To do: Keep writing the article below about overtime pay lawsuits, starting after its last sentence.

Quoted passage:

----

Maatman notes employees checking emails or voice mails before leaving for work, or stopping to pick up supplies or tools on the way to work, as examples of how this ruling could affect a variety of industries. “There will undoubtedly be more litigation in other industries,” Maatman predicted.

In the same issue of Labor Law Reports, in an article entitled “FLSA collective action avoided at outset,” Maatman analyzes the recent denial of plaintiff’s motion for conditional class certification under the FLSA in the case Barfield v. New York City Health and Hospitals Corp. (in which Seyfarth represented New York City Health and Hospitals Corp.) Plaintiff Anetha Barfield, who worked for various temp agencies which supply health care workers to approximately 50 city-run health care facilities, alleged that the Health and Hospitals Corp. employed a system-wide policy which uses temps in a way that evades the obligation to pay overtime. She sought certification of her action as a collective action under Section 216 of the FLSA in order to include 17,000 other health care professionals who, she alleged, were “similarly situated.”

----

Data collected:
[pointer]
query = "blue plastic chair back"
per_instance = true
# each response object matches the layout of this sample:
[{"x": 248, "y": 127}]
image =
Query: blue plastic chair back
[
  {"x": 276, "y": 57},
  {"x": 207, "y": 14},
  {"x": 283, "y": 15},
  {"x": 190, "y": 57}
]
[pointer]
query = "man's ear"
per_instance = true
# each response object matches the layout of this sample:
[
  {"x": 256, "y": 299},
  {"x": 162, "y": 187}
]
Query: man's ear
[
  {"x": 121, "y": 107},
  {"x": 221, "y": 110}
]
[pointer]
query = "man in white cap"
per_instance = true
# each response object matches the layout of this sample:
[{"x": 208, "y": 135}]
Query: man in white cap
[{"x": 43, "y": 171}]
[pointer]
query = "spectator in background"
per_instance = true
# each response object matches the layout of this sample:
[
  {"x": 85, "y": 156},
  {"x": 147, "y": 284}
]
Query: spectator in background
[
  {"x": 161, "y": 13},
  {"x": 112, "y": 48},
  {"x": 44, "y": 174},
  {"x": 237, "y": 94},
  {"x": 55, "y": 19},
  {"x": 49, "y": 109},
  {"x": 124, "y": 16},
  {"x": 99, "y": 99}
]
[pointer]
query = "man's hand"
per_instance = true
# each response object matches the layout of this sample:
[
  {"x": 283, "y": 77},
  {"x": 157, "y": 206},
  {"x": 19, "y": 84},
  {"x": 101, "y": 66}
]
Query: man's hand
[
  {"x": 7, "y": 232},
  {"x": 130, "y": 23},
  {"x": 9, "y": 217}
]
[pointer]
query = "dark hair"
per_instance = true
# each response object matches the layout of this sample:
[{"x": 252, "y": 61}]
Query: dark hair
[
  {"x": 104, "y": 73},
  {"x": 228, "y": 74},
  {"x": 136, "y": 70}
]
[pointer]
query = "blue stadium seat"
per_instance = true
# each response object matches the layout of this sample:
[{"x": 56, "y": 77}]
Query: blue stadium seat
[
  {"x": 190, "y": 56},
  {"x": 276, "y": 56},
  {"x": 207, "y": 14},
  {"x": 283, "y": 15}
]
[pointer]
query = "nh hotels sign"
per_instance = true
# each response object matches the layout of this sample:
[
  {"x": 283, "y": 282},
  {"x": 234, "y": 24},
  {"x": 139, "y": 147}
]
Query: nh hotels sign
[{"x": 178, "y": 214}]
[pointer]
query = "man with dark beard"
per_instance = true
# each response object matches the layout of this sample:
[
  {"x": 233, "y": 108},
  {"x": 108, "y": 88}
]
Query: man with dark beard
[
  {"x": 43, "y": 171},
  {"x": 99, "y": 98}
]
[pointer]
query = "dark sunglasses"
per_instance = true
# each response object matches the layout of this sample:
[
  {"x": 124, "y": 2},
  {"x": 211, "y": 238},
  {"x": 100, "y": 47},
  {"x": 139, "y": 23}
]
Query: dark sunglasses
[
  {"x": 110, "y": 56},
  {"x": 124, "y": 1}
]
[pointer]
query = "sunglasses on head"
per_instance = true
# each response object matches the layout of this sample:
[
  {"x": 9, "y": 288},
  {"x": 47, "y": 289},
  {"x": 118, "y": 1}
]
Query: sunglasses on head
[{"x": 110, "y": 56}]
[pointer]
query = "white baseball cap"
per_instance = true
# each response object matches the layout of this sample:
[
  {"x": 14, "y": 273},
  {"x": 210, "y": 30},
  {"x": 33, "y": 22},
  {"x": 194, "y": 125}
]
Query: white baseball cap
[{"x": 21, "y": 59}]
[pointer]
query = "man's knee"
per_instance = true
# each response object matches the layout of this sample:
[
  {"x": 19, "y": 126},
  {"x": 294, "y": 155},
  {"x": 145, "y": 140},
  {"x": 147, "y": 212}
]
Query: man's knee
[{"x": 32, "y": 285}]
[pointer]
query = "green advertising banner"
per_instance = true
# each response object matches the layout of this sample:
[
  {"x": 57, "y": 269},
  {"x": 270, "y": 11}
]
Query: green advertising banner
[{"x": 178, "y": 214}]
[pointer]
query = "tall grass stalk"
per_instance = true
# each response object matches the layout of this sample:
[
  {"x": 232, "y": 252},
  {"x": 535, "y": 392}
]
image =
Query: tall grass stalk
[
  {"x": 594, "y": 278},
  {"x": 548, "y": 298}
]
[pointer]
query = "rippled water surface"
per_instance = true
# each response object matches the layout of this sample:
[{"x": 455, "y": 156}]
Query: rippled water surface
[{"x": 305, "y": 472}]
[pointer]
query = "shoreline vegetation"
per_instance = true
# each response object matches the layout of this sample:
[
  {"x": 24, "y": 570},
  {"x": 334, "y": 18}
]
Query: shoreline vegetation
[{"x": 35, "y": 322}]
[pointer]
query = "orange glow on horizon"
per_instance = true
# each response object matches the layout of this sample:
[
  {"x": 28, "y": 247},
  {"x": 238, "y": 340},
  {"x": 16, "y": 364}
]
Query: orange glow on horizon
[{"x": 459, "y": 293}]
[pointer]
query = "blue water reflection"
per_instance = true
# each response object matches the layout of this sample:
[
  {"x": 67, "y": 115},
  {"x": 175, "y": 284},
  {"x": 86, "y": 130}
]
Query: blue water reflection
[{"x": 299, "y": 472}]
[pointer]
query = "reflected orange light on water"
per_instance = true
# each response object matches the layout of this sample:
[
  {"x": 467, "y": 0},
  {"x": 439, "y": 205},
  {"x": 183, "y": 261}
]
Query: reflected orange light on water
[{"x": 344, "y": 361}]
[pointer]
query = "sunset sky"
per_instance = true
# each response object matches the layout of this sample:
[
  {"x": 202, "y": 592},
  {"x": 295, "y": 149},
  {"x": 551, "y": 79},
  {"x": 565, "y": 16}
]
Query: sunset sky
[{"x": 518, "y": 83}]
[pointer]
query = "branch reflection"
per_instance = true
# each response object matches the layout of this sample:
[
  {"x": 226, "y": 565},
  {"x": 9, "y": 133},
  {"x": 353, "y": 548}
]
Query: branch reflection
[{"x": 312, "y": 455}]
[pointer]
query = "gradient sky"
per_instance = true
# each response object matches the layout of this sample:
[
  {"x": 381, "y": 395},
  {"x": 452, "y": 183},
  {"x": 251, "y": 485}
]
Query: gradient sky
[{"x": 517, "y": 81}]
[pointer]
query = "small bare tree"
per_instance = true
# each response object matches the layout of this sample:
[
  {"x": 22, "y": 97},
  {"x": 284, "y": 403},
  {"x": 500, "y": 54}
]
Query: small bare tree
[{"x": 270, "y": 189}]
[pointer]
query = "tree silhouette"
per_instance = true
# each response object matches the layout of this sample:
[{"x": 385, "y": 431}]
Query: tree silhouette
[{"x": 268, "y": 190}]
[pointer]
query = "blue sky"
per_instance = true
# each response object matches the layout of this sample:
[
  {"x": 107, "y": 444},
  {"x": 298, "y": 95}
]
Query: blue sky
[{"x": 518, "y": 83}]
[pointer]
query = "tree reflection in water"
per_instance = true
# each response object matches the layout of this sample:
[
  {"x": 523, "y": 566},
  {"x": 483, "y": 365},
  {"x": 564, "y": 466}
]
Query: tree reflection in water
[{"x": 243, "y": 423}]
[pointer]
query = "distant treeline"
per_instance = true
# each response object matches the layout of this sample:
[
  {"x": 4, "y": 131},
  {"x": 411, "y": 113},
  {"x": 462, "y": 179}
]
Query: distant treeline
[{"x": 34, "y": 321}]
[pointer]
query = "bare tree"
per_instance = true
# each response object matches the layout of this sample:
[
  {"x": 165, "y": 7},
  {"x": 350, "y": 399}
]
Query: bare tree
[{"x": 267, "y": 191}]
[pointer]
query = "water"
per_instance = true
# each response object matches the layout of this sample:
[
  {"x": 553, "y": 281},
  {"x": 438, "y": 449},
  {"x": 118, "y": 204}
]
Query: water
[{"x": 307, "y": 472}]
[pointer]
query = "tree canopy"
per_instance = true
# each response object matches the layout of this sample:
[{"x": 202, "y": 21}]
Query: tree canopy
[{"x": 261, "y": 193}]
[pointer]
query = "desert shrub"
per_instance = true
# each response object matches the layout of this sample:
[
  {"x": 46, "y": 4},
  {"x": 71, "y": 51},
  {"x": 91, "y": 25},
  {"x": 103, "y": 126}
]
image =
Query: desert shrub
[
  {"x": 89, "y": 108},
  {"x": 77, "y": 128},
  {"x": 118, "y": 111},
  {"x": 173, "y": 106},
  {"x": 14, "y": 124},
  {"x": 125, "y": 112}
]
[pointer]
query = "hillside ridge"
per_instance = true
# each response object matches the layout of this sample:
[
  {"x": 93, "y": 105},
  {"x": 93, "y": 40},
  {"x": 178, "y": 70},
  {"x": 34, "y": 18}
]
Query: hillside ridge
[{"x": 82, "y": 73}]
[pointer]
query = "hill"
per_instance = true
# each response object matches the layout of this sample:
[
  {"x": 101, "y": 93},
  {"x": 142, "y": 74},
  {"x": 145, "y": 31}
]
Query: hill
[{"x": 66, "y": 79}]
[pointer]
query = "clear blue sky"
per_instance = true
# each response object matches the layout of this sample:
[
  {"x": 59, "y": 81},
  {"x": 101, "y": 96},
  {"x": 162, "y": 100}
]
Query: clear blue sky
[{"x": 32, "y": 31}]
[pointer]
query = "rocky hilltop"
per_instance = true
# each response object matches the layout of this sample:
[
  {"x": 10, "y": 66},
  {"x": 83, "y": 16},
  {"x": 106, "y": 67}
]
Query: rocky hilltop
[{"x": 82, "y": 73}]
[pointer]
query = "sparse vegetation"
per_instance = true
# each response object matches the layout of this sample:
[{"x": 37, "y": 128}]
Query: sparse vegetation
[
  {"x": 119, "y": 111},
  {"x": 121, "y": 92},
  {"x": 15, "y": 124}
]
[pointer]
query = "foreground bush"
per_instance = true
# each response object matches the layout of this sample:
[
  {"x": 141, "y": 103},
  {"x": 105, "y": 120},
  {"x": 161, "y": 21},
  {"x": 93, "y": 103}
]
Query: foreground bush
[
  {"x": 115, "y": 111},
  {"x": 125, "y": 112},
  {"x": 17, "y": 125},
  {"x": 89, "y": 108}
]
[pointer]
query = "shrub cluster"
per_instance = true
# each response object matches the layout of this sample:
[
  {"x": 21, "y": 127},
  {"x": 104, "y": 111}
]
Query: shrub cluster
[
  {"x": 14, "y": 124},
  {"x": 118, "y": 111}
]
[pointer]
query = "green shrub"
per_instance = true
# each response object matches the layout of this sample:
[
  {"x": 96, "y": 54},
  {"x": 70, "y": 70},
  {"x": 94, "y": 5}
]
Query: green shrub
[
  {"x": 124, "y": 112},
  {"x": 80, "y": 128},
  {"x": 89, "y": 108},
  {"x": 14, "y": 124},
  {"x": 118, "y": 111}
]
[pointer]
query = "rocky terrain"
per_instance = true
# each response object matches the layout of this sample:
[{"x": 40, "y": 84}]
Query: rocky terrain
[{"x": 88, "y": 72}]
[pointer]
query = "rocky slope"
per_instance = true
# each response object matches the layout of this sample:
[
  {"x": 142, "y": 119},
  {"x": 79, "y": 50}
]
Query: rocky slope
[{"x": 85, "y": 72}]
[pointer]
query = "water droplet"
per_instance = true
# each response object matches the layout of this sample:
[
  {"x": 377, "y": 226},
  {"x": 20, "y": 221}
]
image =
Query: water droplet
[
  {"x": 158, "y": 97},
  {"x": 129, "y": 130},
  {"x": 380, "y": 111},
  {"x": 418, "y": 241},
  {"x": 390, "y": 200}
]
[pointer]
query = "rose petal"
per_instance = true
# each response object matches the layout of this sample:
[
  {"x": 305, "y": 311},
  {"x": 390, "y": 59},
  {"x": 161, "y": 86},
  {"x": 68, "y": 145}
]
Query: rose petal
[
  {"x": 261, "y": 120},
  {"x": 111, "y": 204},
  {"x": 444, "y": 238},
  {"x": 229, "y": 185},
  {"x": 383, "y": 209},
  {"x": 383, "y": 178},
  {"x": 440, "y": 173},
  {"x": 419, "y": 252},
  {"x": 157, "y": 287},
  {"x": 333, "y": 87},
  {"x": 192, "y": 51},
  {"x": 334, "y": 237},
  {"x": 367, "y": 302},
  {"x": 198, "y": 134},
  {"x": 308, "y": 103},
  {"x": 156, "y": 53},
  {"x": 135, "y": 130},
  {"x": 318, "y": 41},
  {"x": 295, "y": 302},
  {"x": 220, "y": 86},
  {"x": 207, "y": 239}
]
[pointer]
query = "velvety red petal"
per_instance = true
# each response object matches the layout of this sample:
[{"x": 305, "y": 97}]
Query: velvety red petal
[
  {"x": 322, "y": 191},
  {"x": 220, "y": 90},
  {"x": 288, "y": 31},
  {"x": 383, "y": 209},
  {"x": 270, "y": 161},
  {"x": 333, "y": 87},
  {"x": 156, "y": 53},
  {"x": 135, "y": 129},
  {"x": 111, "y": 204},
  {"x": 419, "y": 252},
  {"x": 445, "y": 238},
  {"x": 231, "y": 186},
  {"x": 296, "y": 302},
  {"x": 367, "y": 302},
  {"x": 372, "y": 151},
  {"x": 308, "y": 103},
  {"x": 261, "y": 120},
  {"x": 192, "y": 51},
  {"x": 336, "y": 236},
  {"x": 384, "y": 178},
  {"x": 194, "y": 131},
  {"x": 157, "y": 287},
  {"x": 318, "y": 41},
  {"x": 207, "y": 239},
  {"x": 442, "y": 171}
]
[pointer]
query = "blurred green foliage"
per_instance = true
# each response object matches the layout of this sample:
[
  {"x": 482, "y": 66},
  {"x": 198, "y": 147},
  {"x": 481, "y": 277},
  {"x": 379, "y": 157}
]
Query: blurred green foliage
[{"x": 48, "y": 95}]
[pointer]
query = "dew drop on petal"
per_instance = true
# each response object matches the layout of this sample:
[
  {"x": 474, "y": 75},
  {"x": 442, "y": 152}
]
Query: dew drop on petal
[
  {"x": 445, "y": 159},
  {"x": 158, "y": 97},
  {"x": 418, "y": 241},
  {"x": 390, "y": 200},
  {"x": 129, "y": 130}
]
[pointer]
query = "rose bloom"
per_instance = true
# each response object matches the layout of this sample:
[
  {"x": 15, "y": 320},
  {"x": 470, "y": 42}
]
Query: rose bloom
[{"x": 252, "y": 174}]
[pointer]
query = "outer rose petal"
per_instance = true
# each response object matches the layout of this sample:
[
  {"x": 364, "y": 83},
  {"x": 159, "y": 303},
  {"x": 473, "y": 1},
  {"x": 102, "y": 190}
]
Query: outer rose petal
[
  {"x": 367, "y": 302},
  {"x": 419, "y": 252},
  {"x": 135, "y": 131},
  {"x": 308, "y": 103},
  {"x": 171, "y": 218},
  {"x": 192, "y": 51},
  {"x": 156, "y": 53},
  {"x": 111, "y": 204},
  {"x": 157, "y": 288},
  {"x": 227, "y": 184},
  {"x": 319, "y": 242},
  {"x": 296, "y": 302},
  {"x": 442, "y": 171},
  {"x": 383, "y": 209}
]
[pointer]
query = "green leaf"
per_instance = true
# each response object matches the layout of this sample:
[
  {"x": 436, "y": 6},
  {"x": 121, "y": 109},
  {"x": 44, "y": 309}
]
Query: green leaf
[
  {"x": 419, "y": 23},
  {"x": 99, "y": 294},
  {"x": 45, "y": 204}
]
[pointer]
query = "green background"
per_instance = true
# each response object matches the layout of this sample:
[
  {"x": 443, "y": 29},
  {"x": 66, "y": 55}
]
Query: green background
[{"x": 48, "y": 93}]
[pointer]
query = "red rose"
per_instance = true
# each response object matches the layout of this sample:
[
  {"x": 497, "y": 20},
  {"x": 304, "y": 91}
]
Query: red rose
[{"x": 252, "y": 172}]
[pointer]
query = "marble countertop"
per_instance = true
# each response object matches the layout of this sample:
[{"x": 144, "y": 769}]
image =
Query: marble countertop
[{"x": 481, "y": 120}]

----

Response to this exercise:
Maatman explained that the first step in the process governing certification of collection actions is the plaintiff’s motion to conditionally certify the lawsuit as a collective action, and the second step comes after discovery, when the defendant may seek to have the collective action de-certified. What was unusual in Barfield, Maatman pointed out, was that at a very early point in the case, the judge took a close look at the complaint and the information submitted to the court by the parties on the issue of whether or not there was a class of similarly situated individuals. Before defendants even filed an answer to plaintiff’s motion to certify the class, the court held a hearing to enable it to determine whether there was a class of similarly situated individuals. After the hearing, the court ruled that there was an insufficient showing by the plaintiff to warrant certifying a class.

The ruling is one of a handful of cases that is favorable for the defense in allowing an employer to preemptively stop an FLSA collective action, Maatman observed. It is important because employers in every industry across the country have been deluged with FLSA collective actions.

“The ruling is unique as FLSA rulings go because it is very defendant-oriented. It is unusual because there are no standards or guidelines in 216(b) for the court to use in determining whether there is a class of similarly situated individuals. It is the exceptional case where a judge would not grant a plaintiff’s motion to certify an FLSA case as a collective action,” he noted.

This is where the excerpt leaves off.